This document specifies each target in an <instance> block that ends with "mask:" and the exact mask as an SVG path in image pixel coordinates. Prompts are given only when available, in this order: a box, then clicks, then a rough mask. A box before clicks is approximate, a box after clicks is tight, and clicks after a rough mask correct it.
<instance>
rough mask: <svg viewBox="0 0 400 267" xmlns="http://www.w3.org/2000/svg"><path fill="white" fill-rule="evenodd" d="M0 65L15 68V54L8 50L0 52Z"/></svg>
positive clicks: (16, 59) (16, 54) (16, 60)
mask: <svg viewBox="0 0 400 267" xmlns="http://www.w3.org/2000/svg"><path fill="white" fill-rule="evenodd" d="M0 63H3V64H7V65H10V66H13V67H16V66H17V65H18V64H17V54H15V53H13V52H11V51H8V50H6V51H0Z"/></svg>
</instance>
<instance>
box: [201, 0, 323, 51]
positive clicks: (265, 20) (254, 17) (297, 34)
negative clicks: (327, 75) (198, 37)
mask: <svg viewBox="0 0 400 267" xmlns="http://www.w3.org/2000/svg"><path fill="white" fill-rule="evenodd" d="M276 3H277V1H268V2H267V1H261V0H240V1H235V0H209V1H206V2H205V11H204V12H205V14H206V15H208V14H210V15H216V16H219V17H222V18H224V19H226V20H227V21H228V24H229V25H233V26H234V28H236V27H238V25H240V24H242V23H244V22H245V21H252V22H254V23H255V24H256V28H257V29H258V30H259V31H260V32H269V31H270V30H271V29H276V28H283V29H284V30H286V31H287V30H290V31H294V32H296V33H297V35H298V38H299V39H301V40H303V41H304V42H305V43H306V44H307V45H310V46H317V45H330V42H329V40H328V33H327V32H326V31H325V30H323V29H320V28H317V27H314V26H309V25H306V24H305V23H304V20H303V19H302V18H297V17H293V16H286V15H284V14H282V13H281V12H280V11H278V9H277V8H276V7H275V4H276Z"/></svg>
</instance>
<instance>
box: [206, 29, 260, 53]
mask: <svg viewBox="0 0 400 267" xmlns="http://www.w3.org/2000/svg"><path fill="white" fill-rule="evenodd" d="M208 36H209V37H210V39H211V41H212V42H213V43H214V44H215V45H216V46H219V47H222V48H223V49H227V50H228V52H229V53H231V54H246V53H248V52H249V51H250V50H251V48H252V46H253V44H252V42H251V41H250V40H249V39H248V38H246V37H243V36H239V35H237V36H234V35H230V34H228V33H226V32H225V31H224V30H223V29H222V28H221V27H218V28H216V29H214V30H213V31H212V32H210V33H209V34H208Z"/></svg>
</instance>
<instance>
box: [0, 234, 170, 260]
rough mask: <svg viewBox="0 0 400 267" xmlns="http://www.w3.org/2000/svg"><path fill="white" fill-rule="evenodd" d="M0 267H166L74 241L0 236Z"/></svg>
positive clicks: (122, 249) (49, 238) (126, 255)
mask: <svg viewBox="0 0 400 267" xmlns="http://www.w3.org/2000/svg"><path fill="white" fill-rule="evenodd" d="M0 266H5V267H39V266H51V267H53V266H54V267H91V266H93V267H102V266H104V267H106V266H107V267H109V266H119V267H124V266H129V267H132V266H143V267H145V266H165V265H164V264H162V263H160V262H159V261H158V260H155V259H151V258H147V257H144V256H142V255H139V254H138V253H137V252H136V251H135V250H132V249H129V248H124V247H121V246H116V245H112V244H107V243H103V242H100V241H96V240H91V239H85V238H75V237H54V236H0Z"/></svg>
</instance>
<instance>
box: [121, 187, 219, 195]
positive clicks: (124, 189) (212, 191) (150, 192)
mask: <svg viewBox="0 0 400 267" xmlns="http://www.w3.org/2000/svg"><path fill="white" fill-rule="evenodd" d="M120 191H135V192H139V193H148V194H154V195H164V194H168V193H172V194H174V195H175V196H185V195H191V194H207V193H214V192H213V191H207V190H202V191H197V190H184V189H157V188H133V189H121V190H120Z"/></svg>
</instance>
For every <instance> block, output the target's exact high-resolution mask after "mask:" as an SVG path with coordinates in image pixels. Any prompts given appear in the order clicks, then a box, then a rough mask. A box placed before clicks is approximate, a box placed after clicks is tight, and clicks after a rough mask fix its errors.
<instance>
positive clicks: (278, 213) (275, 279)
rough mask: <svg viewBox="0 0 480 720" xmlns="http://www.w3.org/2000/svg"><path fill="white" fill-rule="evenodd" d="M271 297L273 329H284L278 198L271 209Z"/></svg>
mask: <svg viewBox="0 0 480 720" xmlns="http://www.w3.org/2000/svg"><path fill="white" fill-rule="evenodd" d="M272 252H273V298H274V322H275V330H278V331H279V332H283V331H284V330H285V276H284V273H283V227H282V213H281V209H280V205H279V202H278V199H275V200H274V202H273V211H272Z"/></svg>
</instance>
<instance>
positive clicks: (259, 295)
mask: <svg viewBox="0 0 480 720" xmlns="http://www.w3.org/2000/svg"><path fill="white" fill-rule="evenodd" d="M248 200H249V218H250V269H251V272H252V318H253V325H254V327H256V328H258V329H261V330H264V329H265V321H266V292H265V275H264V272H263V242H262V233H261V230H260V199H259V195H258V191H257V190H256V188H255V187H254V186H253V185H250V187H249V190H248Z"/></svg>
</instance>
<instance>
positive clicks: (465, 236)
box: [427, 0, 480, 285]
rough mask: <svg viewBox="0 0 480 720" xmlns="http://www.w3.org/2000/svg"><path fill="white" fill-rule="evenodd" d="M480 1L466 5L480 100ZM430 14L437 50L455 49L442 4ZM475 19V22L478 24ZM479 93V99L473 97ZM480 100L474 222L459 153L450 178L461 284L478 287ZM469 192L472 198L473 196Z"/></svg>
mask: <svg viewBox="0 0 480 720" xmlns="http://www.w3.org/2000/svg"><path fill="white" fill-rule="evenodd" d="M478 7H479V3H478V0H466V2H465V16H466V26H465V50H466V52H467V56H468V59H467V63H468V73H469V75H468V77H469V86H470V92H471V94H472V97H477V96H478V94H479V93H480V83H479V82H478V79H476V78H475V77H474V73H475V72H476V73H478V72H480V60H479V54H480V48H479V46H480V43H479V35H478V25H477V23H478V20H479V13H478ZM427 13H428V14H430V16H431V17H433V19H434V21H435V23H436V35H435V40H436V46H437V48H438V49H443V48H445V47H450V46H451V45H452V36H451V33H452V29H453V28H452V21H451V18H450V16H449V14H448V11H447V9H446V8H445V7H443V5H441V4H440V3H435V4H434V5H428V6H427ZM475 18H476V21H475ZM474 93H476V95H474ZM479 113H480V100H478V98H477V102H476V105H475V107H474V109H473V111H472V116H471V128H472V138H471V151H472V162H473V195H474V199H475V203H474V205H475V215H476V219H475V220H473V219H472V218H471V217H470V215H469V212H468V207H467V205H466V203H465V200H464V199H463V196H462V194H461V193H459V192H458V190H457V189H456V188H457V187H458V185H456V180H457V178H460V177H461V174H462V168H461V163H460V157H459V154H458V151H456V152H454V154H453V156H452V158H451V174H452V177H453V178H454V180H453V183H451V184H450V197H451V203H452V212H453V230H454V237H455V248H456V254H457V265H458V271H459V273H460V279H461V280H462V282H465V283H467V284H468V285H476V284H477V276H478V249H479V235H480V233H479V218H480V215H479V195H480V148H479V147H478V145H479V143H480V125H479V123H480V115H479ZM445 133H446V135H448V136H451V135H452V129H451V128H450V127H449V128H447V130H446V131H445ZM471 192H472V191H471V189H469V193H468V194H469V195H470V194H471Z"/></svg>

Directions for this task
All of the entries should be output exactly as they appear above.

Answer area
This document specifies each target in an <instance> block that ends with "mask:" and the exact mask as an SVG path in image pixel coordinates. Prompts are given only when available, in this order: a box, then clicks, then a rough mask. A box before clicks is approximate, a box after clicks is tight, and clicks after a rough mask correct it.
<instance>
rough mask: <svg viewBox="0 0 400 267" xmlns="http://www.w3.org/2000/svg"><path fill="white" fill-rule="evenodd" d="M0 65L15 68V54L8 50L0 52Z"/></svg>
positive clicks: (16, 59) (16, 54) (16, 60)
mask: <svg viewBox="0 0 400 267" xmlns="http://www.w3.org/2000/svg"><path fill="white" fill-rule="evenodd" d="M0 63H3V64H7V65H10V66H13V67H16V66H17V65H18V64H17V54H15V53H13V52H11V51H8V50H6V51H0Z"/></svg>
</instance>
<instance>
box: [201, 0, 323, 51]
positive clicks: (265, 20) (254, 17) (297, 34)
negative clicks: (327, 75) (198, 37)
mask: <svg viewBox="0 0 400 267" xmlns="http://www.w3.org/2000/svg"><path fill="white" fill-rule="evenodd" d="M276 3H277V1H268V2H267V1H261V0H240V1H235V0H209V1H206V2H205V11H204V12H205V14H206V15H208V14H210V15H216V16H219V17H222V18H224V19H226V20H227V21H228V24H229V25H233V26H234V28H236V27H238V25H240V24H242V23H244V22H245V21H252V22H254V23H255V24H256V28H257V29H258V30H259V31H260V32H269V31H270V30H271V29H276V28H283V29H284V30H286V31H287V30H290V31H294V32H296V33H297V35H298V38H299V39H301V40H303V41H304V42H305V43H306V44H307V45H310V46H317V45H330V42H329V40H328V33H327V32H326V31H325V30H323V29H320V28H317V27H314V26H309V25H306V24H305V23H304V20H303V19H302V18H297V17H293V16H286V15H284V14H282V13H281V12H280V11H278V9H277V8H276V7H275V4H276Z"/></svg>
</instance>
<instance>
box: [206, 29, 260, 53]
mask: <svg viewBox="0 0 400 267" xmlns="http://www.w3.org/2000/svg"><path fill="white" fill-rule="evenodd" d="M208 36H209V37H210V39H211V41H212V42H213V43H214V44H215V45H216V46H219V47H222V48H223V49H227V50H228V52H229V53H231V54H246V53H248V52H249V51H250V50H251V48H252V46H253V44H252V42H251V41H250V40H249V39H248V38H246V37H243V36H239V35H237V36H234V35H230V34H228V33H226V32H225V31H224V30H223V29H222V28H221V27H218V28H216V29H214V30H213V31H212V32H210V33H209V34H208Z"/></svg>
</instance>
<instance>
box: [0, 234, 170, 260]
rough mask: <svg viewBox="0 0 400 267" xmlns="http://www.w3.org/2000/svg"><path fill="white" fill-rule="evenodd" d="M0 267H166L74 241L0 236Z"/></svg>
positive clicks: (122, 249) (49, 238) (126, 255)
mask: <svg viewBox="0 0 400 267" xmlns="http://www.w3.org/2000/svg"><path fill="white" fill-rule="evenodd" d="M0 266H5V267H39V266H51V267H53V266H54V267H91V266H93V267H102V266H104V267H106V266H107V267H109V266H119V267H124V266H129V267H132V266H143V267H145V266H165V265H164V264H162V263H160V262H159V261H158V260H155V259H151V258H147V257H144V256H142V255H139V254H138V253H137V252H136V251H135V250H132V249H129V248H124V247H121V246H116V245H112V244H107V243H103V242H100V241H96V240H91V239H85V238H75V237H54V236H0Z"/></svg>
</instance>
<instance>
box: [121, 187, 219, 195]
positive clicks: (124, 189) (212, 191) (150, 192)
mask: <svg viewBox="0 0 400 267" xmlns="http://www.w3.org/2000/svg"><path fill="white" fill-rule="evenodd" d="M120 191H135V192H139V193H148V194H154V195H164V194H168V193H172V194H174V195H175V196H185V195H191V194H207V193H214V192H213V191H207V190H202V191H197V190H184V189H157V188H133V189H121V190H120Z"/></svg>
</instance>
For every <instance> block, output the target's exact high-resolution mask after "mask:" as an SVG path with coordinates in image pixels. Any prompts given appear in the order clicks, then a box, then a rough mask. A box placed before clicks is approximate, a box placed after clicks is tight, and clicks after a rough mask fix its errors.
<instance>
positive clicks: (278, 213) (275, 279)
rough mask: <svg viewBox="0 0 480 720" xmlns="http://www.w3.org/2000/svg"><path fill="white" fill-rule="evenodd" d="M271 297L273 329H284L278 198L271 209Z"/></svg>
mask: <svg viewBox="0 0 480 720" xmlns="http://www.w3.org/2000/svg"><path fill="white" fill-rule="evenodd" d="M272 252H273V298H274V322H275V330H278V331H279V332H283V331H284V330H285V276H284V273H283V227H282V213H281V209H280V205H279V202H278V199H275V200H274V202H273V211H272Z"/></svg>
</instance>
<instance>
positive clicks: (259, 295)
mask: <svg viewBox="0 0 480 720" xmlns="http://www.w3.org/2000/svg"><path fill="white" fill-rule="evenodd" d="M248 200H249V218H250V269H251V272H252V318H253V325H254V327H256V328H258V329H261V330H264V329H265V321H266V292H265V275H264V272H263V242H262V233H261V230H260V199H259V195H258V191H257V190H256V188H255V187H254V186H253V185H250V187H249V190H248Z"/></svg>
</instance>
<instance>
positive clicks: (465, 236)
box: [427, 0, 480, 285]
rough mask: <svg viewBox="0 0 480 720" xmlns="http://www.w3.org/2000/svg"><path fill="white" fill-rule="evenodd" d="M480 1L466 5L480 100ZM430 14L437 50L455 49L442 4ZM475 19V22L478 24ZM479 93V99L473 97ZM480 100L474 222L459 153L450 178L461 284L478 287ZM469 192L472 198L473 196Z"/></svg>
mask: <svg viewBox="0 0 480 720" xmlns="http://www.w3.org/2000/svg"><path fill="white" fill-rule="evenodd" d="M478 7H479V3H478V0H466V2H465V16H466V26H465V50H466V52H467V56H468V59H467V63H468V73H469V75H468V77H469V86H470V92H471V94H472V97H477V96H478V94H479V93H480V83H479V82H478V79H476V78H475V77H474V73H475V72H476V73H478V72H480V60H479V54H480V48H479V46H480V43H479V35H478V25H477V23H478V20H479V13H478ZM427 13H428V14H430V16H431V17H433V19H434V21H435V23H436V35H435V40H436V46H437V48H438V49H443V48H445V47H450V46H451V45H452V36H451V33H452V29H453V28H452V21H451V18H450V16H449V14H448V11H447V9H446V8H445V7H443V5H441V4H440V3H435V4H434V5H428V6H427ZM475 18H476V21H475ZM474 93H476V95H474ZM479 113H480V100H478V98H477V102H476V105H475V107H474V109H473V111H472V116H471V128H472V138H471V151H472V162H473V195H474V199H475V203H474V205H475V215H476V219H475V220H473V219H472V218H471V217H470V215H469V212H468V207H467V205H466V203H465V200H464V199H463V196H462V194H461V193H459V192H458V190H457V189H456V188H457V187H458V185H456V180H457V178H460V177H461V174H462V168H461V163H460V157H459V154H458V151H456V152H454V154H453V156H452V158H451V174H452V177H453V178H454V180H453V183H451V184H450V197H451V203H452V212H453V230H454V237H455V248H456V254H457V265H458V271H459V273H460V279H461V280H462V282H465V283H467V284H468V285H476V284H477V276H478V249H479V235H480V233H479V218H480V215H479V195H480V148H479V147H478V145H479V143H480V125H479V123H480V115H479ZM445 133H446V135H448V136H451V135H452V129H451V128H450V127H449V128H447V130H446V131H445ZM471 192H472V191H471V189H469V193H468V194H469V195H470V194H471Z"/></svg>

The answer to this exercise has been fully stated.